The problem: Lines before the one containing "Each instance receives one keypoint. Mark the man wearing" are excluded. Repeat that line and every line after it, exactly.

Records from a data collection

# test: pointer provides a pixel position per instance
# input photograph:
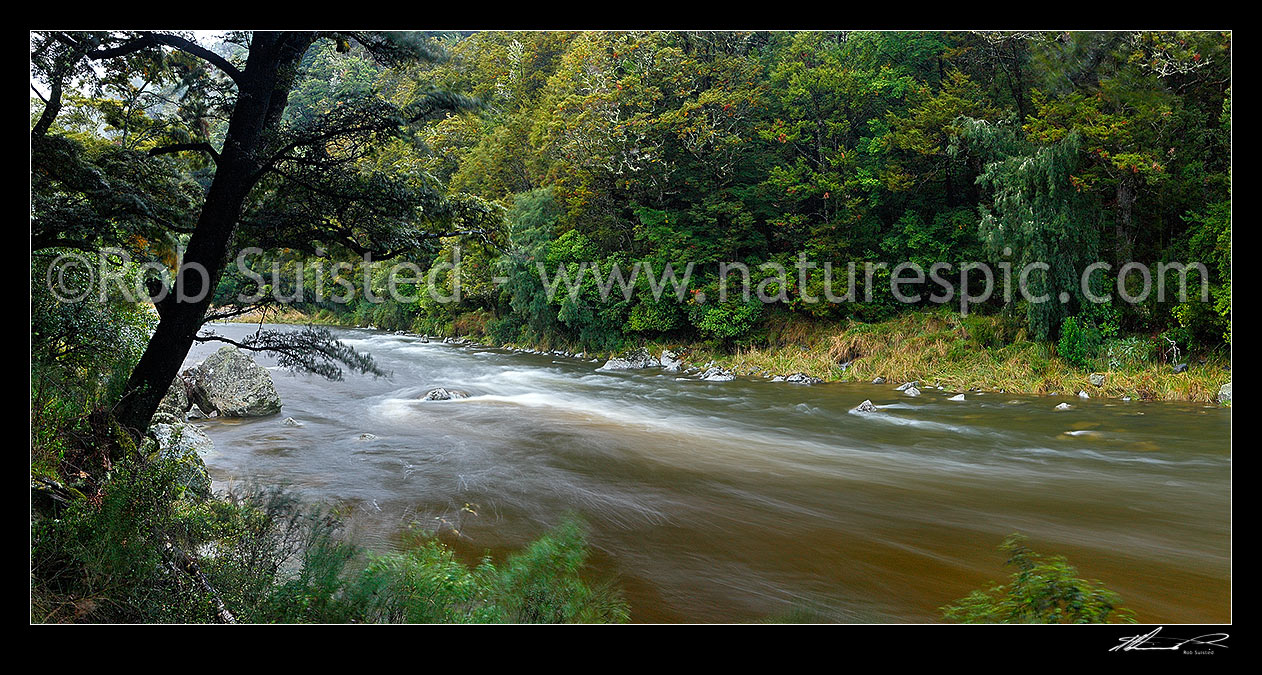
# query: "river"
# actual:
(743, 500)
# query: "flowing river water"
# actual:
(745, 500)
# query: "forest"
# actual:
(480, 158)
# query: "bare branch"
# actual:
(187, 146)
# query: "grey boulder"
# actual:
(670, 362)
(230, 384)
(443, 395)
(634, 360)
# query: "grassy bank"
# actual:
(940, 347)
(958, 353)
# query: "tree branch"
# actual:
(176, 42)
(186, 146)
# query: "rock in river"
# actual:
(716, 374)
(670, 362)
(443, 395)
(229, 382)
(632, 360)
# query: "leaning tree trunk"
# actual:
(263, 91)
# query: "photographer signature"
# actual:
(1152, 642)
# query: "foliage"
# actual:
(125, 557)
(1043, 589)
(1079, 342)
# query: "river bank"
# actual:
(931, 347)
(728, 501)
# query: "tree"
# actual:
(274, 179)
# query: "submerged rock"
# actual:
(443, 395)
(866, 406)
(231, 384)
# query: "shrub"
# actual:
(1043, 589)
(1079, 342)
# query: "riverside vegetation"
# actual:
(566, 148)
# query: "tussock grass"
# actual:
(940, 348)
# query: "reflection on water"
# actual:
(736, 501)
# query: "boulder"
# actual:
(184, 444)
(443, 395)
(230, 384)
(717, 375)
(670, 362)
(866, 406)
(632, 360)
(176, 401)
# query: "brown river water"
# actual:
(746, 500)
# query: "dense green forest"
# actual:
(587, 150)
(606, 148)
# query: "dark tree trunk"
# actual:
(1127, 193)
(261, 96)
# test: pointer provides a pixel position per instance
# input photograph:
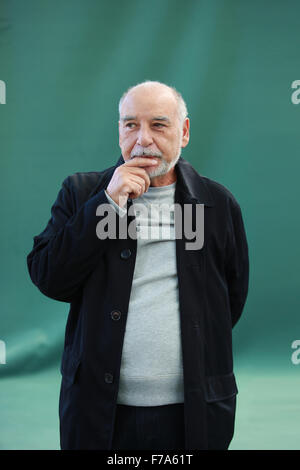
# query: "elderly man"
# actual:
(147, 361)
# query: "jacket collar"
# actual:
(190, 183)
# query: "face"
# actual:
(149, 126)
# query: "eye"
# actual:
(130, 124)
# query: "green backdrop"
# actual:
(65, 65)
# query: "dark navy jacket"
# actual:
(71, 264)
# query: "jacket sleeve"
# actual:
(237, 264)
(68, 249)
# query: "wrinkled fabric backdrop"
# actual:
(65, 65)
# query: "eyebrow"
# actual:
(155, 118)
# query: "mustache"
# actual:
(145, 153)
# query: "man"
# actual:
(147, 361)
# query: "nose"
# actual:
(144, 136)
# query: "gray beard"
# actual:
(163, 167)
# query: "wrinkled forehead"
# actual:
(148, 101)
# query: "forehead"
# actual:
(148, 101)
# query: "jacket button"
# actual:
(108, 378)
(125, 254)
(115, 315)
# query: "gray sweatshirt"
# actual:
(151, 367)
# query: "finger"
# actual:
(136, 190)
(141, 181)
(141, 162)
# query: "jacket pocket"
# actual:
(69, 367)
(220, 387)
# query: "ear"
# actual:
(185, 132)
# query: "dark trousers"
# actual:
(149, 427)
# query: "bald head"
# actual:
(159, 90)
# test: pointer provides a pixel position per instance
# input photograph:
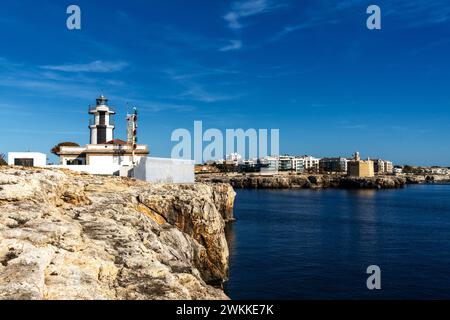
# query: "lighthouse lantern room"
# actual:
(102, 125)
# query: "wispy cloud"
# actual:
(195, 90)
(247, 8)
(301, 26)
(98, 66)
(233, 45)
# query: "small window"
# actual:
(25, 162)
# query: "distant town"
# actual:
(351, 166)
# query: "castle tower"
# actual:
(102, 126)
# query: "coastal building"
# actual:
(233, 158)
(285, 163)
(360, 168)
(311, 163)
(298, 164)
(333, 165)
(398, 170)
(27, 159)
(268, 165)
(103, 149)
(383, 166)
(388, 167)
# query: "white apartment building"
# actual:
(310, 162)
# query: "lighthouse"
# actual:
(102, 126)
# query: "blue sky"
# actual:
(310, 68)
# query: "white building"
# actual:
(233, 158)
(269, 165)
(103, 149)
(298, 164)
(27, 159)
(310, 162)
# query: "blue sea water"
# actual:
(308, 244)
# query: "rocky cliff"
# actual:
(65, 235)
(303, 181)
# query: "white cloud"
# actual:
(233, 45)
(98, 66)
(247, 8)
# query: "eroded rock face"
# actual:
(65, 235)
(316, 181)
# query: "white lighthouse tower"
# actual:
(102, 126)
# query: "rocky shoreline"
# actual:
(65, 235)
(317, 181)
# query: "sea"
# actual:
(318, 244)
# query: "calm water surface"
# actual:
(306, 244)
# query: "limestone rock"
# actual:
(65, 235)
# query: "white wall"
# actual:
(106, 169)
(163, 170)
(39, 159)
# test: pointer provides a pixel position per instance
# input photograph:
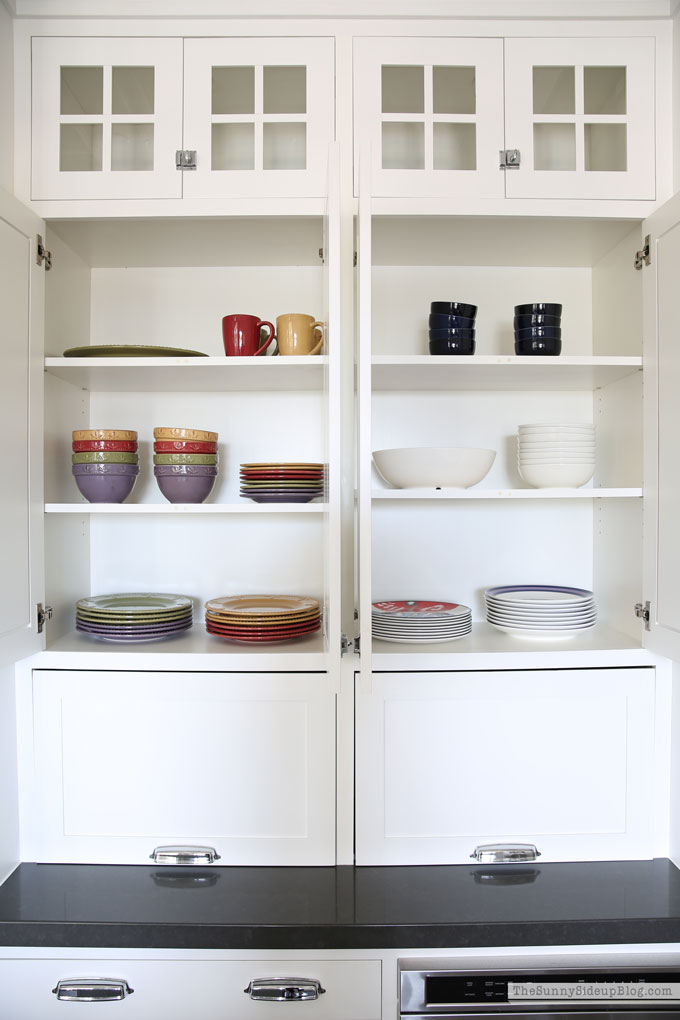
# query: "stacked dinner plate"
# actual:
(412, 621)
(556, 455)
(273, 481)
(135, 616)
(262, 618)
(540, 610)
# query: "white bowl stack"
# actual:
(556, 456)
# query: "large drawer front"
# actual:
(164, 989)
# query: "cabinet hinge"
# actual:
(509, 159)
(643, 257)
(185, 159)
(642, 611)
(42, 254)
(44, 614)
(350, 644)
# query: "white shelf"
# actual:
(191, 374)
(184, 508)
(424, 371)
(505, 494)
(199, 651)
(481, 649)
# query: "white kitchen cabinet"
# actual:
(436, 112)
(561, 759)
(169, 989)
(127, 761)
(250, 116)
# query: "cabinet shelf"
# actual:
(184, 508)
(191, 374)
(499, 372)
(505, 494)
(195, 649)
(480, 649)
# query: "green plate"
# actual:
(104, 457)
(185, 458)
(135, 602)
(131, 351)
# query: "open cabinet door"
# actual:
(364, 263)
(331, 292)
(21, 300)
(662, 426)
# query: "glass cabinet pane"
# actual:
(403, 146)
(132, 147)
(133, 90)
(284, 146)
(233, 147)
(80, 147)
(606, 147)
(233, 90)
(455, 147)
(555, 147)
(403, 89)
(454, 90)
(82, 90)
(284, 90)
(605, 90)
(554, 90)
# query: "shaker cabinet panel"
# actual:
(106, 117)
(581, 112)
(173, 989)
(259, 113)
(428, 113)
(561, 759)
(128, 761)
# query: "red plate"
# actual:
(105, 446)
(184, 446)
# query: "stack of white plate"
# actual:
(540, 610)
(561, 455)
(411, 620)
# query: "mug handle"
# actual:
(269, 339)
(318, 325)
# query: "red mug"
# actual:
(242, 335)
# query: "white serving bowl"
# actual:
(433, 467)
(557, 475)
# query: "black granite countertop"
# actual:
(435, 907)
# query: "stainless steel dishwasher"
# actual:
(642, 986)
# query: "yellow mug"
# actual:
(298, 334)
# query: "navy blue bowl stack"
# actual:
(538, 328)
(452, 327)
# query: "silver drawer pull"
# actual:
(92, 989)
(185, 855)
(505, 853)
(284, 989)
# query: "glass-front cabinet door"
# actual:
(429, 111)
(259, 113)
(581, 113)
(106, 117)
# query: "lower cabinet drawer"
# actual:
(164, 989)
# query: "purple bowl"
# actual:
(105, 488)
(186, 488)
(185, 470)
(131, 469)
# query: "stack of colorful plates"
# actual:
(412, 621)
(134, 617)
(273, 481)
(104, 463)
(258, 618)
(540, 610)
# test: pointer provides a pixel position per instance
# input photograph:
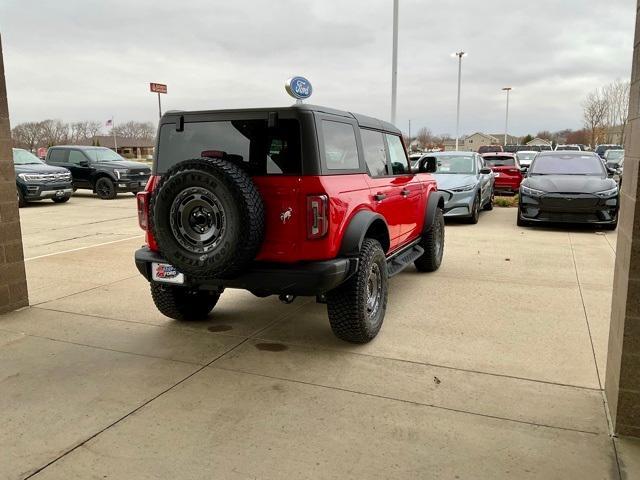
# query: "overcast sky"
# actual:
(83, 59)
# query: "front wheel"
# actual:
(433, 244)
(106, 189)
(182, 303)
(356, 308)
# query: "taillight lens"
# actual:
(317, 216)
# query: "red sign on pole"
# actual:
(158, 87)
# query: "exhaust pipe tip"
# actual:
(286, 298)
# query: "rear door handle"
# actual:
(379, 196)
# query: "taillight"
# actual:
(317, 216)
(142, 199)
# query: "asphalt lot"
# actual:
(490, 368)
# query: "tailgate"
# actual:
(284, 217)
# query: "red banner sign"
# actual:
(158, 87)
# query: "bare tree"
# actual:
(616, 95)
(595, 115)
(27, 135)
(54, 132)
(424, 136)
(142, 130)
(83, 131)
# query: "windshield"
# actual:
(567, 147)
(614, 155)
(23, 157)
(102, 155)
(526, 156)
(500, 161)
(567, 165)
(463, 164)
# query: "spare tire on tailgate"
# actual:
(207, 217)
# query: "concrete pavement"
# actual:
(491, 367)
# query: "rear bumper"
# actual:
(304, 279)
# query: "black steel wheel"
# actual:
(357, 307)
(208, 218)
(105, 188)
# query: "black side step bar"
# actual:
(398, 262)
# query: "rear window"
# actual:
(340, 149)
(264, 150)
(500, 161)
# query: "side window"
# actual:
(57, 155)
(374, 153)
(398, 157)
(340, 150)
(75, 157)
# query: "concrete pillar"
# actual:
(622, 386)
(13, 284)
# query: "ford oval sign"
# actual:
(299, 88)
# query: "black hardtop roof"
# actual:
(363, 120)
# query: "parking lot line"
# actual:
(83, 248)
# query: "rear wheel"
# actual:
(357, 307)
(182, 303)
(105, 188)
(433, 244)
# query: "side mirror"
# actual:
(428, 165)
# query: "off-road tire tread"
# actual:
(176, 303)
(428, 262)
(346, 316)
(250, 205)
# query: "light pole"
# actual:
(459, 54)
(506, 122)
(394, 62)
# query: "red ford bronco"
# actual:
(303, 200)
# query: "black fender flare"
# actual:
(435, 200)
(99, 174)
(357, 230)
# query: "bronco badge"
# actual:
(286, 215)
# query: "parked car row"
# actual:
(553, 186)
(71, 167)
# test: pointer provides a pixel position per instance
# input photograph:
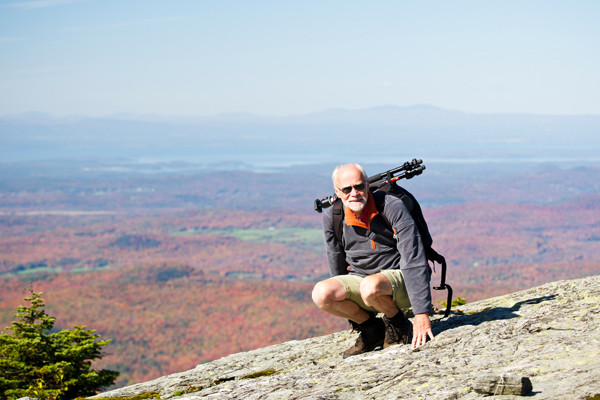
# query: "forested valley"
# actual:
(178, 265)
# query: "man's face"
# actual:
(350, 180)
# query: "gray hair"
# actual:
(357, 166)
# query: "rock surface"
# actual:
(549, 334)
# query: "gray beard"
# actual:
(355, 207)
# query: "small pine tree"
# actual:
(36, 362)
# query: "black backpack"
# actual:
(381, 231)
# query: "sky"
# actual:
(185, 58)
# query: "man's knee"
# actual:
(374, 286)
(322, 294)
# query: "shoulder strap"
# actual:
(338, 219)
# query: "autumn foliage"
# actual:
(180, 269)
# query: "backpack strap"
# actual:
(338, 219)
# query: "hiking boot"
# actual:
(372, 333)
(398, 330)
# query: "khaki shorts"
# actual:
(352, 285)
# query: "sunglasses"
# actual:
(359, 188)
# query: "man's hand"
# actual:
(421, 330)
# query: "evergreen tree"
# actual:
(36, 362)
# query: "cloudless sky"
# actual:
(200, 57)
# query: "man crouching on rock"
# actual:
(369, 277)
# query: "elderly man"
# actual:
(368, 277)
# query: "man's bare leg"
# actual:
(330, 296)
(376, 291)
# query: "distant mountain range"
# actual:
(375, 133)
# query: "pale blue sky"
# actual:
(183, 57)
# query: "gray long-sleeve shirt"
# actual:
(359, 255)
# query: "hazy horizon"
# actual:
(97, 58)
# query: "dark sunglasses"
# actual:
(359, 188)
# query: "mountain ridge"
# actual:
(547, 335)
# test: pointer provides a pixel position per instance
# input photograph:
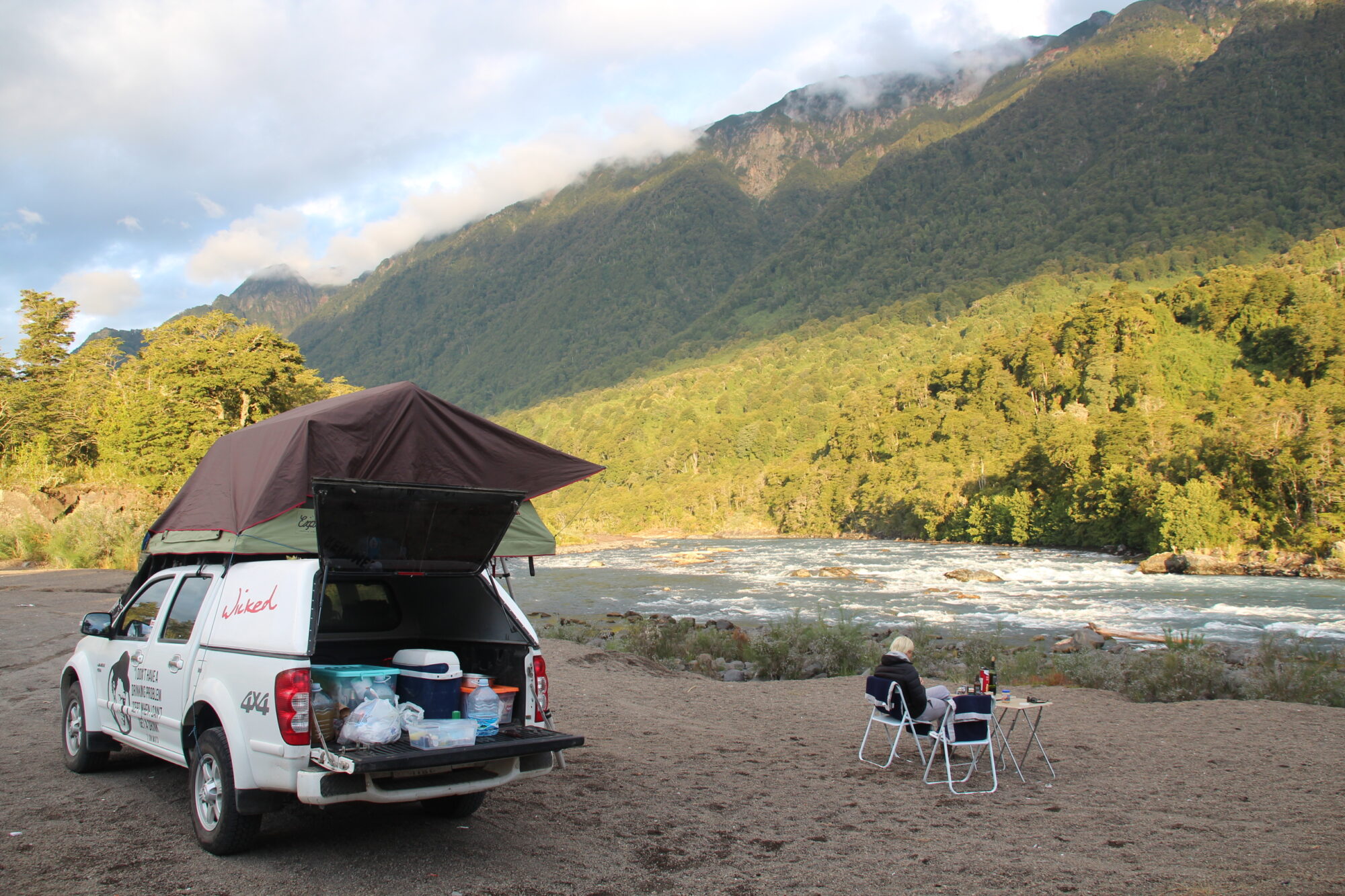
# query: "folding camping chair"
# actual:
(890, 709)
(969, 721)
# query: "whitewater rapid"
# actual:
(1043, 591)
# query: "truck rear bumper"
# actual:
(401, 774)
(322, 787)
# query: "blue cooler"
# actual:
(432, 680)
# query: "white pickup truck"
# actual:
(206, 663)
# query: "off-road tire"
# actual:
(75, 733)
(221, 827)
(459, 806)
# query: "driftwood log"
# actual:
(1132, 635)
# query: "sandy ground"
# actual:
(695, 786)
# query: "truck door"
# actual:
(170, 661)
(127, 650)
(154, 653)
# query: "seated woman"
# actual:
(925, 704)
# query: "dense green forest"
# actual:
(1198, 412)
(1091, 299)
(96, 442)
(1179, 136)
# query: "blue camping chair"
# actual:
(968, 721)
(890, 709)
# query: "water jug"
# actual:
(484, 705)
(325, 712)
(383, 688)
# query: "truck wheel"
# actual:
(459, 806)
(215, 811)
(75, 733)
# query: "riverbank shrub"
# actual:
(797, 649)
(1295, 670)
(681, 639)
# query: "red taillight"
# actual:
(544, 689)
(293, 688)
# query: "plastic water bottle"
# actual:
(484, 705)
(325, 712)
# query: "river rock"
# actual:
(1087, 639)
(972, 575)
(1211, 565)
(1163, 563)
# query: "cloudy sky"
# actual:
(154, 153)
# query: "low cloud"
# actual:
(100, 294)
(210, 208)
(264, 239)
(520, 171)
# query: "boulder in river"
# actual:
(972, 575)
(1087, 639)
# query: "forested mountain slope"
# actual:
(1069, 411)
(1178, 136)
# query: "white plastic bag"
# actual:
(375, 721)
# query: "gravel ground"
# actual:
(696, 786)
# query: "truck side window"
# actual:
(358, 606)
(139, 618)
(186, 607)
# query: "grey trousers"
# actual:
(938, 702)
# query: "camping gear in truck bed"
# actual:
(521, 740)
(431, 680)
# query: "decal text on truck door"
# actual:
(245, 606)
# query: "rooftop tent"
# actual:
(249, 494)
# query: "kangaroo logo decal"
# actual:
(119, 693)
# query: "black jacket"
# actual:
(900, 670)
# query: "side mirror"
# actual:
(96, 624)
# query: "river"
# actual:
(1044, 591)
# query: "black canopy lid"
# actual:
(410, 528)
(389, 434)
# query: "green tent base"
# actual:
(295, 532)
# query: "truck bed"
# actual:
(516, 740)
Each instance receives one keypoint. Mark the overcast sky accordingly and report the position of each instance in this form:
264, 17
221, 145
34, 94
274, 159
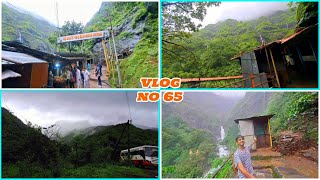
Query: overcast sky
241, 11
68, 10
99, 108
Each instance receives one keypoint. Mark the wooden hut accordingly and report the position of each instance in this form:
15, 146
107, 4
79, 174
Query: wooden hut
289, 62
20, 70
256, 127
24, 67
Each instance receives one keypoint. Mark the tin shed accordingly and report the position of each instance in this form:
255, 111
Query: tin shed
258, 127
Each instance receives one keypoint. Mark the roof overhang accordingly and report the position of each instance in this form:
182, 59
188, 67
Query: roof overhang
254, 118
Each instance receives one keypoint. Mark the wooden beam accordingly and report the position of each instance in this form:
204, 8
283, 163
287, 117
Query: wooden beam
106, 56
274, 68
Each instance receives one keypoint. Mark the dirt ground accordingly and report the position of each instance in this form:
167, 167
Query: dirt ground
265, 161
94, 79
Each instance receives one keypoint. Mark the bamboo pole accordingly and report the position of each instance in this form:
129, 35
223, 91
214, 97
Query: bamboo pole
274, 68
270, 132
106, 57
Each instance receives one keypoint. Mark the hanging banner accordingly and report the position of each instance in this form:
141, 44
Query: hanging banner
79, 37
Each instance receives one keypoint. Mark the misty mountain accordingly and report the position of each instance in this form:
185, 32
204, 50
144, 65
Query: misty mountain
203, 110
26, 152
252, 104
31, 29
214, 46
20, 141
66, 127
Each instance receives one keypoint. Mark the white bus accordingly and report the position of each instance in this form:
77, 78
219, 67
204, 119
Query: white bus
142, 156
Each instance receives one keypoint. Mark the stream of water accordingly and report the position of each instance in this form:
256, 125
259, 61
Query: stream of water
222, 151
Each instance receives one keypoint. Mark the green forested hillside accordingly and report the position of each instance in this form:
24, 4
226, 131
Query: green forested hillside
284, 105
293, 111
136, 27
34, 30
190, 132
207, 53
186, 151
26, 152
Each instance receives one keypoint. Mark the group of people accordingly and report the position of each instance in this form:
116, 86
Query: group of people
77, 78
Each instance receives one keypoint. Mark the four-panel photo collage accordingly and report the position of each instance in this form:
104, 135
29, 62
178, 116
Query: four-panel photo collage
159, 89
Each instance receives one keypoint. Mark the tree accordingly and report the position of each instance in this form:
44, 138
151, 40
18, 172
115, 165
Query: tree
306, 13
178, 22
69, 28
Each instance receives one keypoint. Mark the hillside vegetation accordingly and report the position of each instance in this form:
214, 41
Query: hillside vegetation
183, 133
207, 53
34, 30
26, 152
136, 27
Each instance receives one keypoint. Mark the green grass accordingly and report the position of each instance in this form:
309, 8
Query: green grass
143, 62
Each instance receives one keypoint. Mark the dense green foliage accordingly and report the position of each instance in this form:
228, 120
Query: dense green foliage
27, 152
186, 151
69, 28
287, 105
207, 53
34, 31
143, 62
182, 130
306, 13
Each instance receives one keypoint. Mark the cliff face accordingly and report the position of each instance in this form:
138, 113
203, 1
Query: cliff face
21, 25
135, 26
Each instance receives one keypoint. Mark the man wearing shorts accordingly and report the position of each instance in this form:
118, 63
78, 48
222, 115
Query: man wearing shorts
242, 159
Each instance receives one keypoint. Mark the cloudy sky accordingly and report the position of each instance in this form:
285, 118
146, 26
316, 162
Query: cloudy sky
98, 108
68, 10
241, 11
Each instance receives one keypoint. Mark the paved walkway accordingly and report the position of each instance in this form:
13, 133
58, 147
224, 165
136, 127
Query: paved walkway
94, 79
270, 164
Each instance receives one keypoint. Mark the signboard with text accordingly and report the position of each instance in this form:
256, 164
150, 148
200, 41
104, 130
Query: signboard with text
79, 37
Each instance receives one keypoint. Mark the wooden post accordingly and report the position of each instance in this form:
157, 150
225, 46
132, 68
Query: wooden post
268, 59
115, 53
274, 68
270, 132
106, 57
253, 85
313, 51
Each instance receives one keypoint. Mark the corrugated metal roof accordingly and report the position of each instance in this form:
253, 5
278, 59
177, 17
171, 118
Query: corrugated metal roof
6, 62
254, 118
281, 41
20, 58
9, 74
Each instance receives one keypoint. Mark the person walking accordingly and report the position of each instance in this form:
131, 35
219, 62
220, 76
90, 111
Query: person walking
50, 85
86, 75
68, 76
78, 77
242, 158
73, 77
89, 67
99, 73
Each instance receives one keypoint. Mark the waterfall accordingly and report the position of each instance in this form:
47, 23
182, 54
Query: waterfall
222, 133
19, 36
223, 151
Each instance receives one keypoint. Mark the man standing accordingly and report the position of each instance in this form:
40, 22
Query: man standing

Solution to this task:
Each instance receives one keypoint. Mark the man wearing shorts accordingly and report the position of each instance in this form:
118, 63
78, 48
222, 115
Query: man wearing shorts
242, 159
Each instance receives one keypoint. Mark the cloudy sky accordingly and report the position of each instance in this form:
285, 118
146, 26
316, 162
Query: cloudy sky
98, 108
68, 10
241, 11
Each instance receives one keypoint. Mark the paved walkway accordingly and report the position of each instance in this form:
13, 133
58, 147
224, 165
136, 127
Query: paved walkway
94, 79
270, 164
Each instance receives one keypoint. Mark the signboard with text accordingly and report the position of each instance in this form:
256, 164
150, 148
200, 41
104, 130
Query: signboard with text
79, 37
Each instance receives one keypoint. Mark the wooden post accordingly and report the position of each instance in this form:
157, 150
225, 46
132, 68
Query: wooden post
268, 59
115, 53
274, 68
270, 132
106, 57
253, 85
313, 51
Each instance receives one keypoint. Mark the corrugated metal roof accordingly and report the position of each instance in this form:
253, 5
278, 59
177, 17
171, 118
Query: corrugated metal roof
6, 62
254, 118
281, 41
20, 58
9, 74
Each instance receives one keypoint. Mark the person walking accordingly and report the position of each instance in this form:
131, 35
219, 62
220, 76
90, 111
Query: person walking
50, 85
86, 75
68, 76
78, 77
242, 158
73, 77
89, 67
99, 73
Each instance receives one keypoint. Mark the waterfall accordingly and report the position of each instance in this form:
47, 23
182, 54
Query: waterfall
222, 133
19, 36
223, 151
Each instance receives one keypoint. Mark the man standing accordingly and report the position of each instance in this form:
40, 22
Query: man standing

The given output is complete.